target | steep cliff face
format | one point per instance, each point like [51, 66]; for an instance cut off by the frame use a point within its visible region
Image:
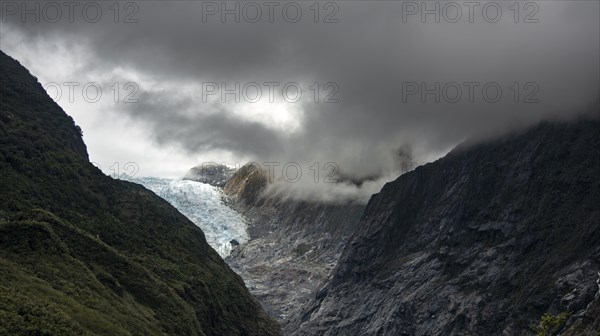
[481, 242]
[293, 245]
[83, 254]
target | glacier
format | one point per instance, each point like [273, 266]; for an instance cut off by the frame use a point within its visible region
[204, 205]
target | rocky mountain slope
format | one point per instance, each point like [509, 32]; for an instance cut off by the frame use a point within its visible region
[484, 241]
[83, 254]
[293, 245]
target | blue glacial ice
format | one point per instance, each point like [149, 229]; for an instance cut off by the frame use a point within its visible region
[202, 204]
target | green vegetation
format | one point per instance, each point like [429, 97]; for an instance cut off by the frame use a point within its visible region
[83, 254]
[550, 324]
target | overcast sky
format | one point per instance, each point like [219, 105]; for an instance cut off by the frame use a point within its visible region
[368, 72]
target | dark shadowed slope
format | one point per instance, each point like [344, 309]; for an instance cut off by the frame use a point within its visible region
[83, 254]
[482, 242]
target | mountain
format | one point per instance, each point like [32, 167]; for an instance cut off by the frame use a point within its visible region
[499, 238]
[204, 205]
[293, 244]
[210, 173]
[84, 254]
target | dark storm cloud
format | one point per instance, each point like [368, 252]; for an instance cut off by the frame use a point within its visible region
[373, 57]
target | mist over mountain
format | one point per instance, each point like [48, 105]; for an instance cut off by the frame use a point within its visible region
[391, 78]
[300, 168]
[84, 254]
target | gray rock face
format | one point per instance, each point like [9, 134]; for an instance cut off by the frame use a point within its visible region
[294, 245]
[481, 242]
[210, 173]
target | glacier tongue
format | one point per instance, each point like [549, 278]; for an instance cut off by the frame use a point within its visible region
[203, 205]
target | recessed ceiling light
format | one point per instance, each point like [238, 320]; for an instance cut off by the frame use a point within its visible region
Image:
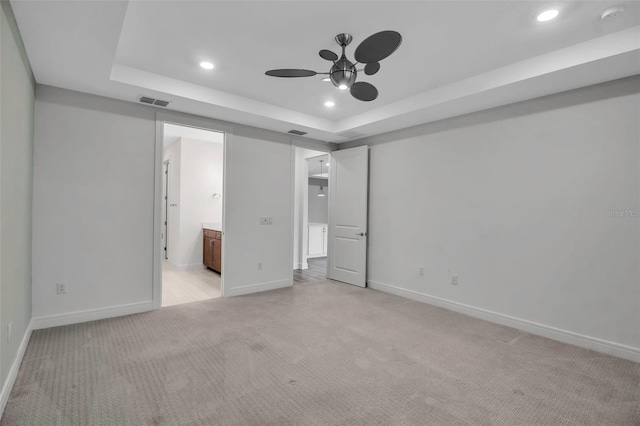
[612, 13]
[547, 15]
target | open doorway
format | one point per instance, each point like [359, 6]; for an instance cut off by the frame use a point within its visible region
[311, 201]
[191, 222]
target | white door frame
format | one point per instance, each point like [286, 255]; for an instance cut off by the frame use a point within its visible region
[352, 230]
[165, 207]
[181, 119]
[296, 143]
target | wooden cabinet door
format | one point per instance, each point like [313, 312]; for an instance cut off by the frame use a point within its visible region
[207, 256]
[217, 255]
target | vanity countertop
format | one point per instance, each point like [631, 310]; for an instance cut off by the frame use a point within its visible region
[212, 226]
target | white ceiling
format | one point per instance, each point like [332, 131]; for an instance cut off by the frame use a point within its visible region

...

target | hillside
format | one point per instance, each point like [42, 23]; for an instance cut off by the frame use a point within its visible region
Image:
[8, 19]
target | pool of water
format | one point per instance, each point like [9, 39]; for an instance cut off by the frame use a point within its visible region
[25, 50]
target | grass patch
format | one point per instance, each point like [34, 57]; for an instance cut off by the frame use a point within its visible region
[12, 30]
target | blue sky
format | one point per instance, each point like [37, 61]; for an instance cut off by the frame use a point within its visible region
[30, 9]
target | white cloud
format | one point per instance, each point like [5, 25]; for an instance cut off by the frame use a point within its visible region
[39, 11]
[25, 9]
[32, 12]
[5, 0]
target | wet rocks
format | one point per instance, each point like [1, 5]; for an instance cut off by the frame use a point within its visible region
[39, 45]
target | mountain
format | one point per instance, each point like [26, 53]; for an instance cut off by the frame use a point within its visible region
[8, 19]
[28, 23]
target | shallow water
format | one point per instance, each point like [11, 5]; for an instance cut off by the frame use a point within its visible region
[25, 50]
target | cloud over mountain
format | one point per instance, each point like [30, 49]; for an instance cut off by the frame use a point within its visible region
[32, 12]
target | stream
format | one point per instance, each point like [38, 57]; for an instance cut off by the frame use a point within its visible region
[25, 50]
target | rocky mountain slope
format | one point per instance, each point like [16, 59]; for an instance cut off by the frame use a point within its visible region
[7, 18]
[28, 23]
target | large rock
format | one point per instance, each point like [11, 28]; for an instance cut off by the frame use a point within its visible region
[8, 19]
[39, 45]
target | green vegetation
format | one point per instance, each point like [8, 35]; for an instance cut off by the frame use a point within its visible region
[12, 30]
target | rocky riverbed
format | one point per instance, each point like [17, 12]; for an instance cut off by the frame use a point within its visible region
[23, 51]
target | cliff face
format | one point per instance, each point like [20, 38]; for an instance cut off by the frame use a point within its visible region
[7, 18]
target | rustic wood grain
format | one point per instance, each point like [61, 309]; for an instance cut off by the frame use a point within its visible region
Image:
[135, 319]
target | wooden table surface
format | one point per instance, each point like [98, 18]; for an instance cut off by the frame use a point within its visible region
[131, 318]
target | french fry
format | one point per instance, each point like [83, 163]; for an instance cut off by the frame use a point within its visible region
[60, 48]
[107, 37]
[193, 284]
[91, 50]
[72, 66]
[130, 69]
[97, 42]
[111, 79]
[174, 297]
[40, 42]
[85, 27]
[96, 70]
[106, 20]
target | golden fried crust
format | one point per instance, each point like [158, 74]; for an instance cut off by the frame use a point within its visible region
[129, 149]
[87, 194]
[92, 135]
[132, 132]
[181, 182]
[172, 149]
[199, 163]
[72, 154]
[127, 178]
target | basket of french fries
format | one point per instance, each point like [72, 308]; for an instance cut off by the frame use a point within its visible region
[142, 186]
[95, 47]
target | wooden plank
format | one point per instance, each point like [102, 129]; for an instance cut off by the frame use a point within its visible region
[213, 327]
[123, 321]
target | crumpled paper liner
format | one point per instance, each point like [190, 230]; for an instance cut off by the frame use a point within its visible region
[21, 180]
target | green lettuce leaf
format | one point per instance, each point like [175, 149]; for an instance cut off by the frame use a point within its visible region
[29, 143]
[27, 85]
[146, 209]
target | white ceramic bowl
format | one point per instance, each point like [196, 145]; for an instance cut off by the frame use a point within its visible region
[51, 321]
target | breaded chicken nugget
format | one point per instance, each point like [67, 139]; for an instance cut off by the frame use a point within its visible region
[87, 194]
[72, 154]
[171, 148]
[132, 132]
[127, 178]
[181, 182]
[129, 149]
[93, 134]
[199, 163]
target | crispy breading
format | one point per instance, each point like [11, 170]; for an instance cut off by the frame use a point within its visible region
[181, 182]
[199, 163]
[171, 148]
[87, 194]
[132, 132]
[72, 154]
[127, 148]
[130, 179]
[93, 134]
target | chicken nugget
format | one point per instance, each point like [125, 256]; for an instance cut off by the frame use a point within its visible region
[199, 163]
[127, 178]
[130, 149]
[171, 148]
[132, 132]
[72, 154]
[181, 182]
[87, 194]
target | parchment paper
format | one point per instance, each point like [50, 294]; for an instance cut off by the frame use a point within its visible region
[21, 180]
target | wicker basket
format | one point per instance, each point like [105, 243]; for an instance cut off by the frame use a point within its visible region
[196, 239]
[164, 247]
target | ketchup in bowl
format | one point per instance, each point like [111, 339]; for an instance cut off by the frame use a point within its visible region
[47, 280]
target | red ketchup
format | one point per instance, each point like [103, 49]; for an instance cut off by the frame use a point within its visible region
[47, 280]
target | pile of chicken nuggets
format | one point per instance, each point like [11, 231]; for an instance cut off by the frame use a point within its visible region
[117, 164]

:: WHAT NEEDS TO BE DONE ::
Select and copy every line of the entries above that contains the word "dark".

:: RESULT BELOW ::
target | dark shadowed slope
target | dark storm cloud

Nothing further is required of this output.